WHAT YOU NEED TO DO = These records need to be repeated exactly, every one of them.

*** THE INPUT ***

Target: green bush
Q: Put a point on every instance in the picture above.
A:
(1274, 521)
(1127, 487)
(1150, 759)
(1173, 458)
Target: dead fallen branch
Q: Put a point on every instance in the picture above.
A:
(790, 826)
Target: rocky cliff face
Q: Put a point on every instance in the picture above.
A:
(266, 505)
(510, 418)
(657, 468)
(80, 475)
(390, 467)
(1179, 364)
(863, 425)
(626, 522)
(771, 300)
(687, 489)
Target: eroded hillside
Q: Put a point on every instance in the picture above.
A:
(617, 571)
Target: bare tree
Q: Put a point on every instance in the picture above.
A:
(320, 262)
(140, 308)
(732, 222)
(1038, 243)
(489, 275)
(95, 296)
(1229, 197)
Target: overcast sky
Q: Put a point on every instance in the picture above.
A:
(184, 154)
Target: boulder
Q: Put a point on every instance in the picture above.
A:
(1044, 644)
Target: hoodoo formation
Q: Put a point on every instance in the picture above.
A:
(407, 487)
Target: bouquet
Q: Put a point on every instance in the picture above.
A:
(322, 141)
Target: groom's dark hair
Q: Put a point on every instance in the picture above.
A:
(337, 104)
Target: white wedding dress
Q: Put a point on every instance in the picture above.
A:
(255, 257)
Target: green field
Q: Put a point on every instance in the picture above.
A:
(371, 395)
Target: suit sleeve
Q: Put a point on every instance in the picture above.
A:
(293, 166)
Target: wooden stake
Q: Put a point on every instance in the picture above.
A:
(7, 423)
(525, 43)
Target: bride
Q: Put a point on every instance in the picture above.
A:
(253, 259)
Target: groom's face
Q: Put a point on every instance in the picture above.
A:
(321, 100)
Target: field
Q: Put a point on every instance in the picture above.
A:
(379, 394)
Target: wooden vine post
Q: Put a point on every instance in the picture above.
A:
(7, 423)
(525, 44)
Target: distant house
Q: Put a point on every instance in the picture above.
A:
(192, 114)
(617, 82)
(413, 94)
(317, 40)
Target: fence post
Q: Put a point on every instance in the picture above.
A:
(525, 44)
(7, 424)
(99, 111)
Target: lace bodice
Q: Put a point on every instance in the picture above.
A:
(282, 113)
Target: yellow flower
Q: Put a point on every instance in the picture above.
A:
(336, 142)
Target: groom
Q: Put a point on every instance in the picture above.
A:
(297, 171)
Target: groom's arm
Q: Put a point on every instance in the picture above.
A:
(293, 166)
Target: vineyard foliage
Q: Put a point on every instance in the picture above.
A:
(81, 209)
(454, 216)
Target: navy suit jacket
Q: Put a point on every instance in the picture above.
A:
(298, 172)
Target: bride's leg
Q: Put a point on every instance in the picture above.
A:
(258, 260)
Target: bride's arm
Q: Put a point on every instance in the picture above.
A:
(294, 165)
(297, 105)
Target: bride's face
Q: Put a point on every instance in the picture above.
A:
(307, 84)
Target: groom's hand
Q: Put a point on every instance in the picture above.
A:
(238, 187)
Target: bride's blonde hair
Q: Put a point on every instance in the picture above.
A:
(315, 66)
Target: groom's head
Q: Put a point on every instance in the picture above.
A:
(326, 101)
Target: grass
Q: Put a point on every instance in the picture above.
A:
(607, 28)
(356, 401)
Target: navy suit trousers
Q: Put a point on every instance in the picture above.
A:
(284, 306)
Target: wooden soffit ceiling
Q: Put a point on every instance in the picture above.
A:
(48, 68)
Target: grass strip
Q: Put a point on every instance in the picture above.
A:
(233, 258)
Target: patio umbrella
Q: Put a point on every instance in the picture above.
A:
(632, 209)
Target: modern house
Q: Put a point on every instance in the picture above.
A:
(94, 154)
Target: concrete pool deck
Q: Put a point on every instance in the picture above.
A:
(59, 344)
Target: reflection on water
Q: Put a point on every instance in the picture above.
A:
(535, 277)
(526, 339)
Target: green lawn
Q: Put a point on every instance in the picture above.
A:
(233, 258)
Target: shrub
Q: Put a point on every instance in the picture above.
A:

*** End of THE INPUT ***

RESULT =
Target: green bush
Q: Put a point on every instance in the picture above.
A:
(1274, 521)
(1127, 487)
(1150, 759)
(1173, 458)
Target: dead fallen branch
Q: Put a point on every instance in the picture above.
A:
(790, 826)
Target: rocky cliff face
Q: Put a point on every instance in the picture above.
A:
(266, 505)
(510, 418)
(657, 468)
(80, 475)
(390, 467)
(1179, 364)
(863, 425)
(626, 522)
(771, 300)
(687, 489)
Target: eroded hillside
Q: Put a point on every instance in the picture above.
A:
(617, 571)
Target: bare tree
Q: Put a point on every instance in the picture above.
A:
(320, 262)
(140, 308)
(732, 222)
(1038, 243)
(489, 275)
(95, 296)
(1229, 197)
Target: overcast sky
Q: Put a point on every instance in the picture above.
A:
(184, 154)
Target: boulder
Q: Put a point on every instance in the picture above.
A:
(1044, 644)
Target: hoodoo formation
Q: Put a point on every instance in the picture above.
A:
(407, 487)
Target: bouquet
Q: Put a point on every instance in the picture above.
A:
(322, 141)
Target: groom's dark hair
Q: Put a point on every instance in the picture above.
A:
(337, 104)
Target: white wedding dress
Q: Put a point on every instance in the picture above.
A:
(255, 257)
Target: green field
Q: Put a point on every instance in the picture above.
A:
(371, 395)
Target: suit sleeve
Q: Put a point on every instance in the picture above.
A:
(293, 166)
Target: wooden stake
Q: Put a point on every instance in the picture above.
A:
(7, 423)
(525, 43)
Target: bride
Q: Put a point on every instance in the picture above.
A:
(253, 259)
Target: groom's face
Q: Put a point on every instance in the picture above.
A:
(321, 100)
Target: field
Q: Put a point on every instance in the picture above.
A:
(379, 394)
Target: wooden vine post
Q: Put a point on every instance in the picture above.
A:
(7, 423)
(525, 44)
Target: distant house
Q: Put a point on every instance in the picture above.
A:
(192, 114)
(617, 82)
(413, 94)
(317, 40)
Target: fence post
Q: Put a point on every instance in the picture above.
A:
(525, 44)
(7, 424)
(99, 111)
Target: lace bodice
Q: Put a point on every instance in the picture above.
A:
(282, 113)
Target: yellow flower
Q: Put a point on every instance in the picture above.
A:
(336, 142)
Target: groom
Q: Put a point on every instance in the picture above.
A:
(297, 171)
Target: groom's arm
Q: Put a point on every instance in the picture above.
A:
(293, 166)
Target: vineyard foliage
Q: Put a point on every instance in the picture above.
A:
(81, 209)
(454, 216)
Target: navy suit jacket
Q: Put a point on every instance in the picture above.
A:
(298, 172)
Target: bride's leg
Q: Put a point on every instance in the picture above.
A:
(258, 260)
Target: bride's arm
Q: Put a point on every instance in the picture above.
A:
(294, 165)
(297, 105)
Target: bride's face
Q: Put a point on every instance in the picture above.
A:
(307, 84)
Target: groom's hand
Q: Put a point on every instance in the picture above.
A:
(238, 187)
Target: bride's blonde hair
Q: Put a point on every instance in the picture above.
A:
(315, 66)
Target: groom's head
Q: Put a point on every instance in the picture above.
A:
(326, 101)
Target: grass
Q: Put a point on every instance in the picture above.
A:
(607, 28)
(356, 401)
Target: navy suit trousers
Q: Put a point on every instance in the picture above.
A:
(284, 306)
Target: wooden soffit ceiling
Q: Put a point on every instance in the picture above.
A:
(48, 68)
Target: grass strip
Q: Put a point on every instance in the picture above.
A:
(233, 258)
Target: patio umbrella
Q: Put a point on every instance in the picture above.
A:
(632, 209)
Target: modern house
Q: Put a point on every instance in the picture above.
A:
(94, 154)
Target: concrete pool deck
Q: Put a point on every instance in the picture above.
A:
(59, 344)
Target: reflection on water
Q: Put a point on every instance in the picture above.
A:
(535, 277)
(526, 339)
Target: green lawn
Q: Put a point on every instance in the picture above.
A:
(233, 258)
Target: shrub
Q: Put a point on every instance in the picture above.
A:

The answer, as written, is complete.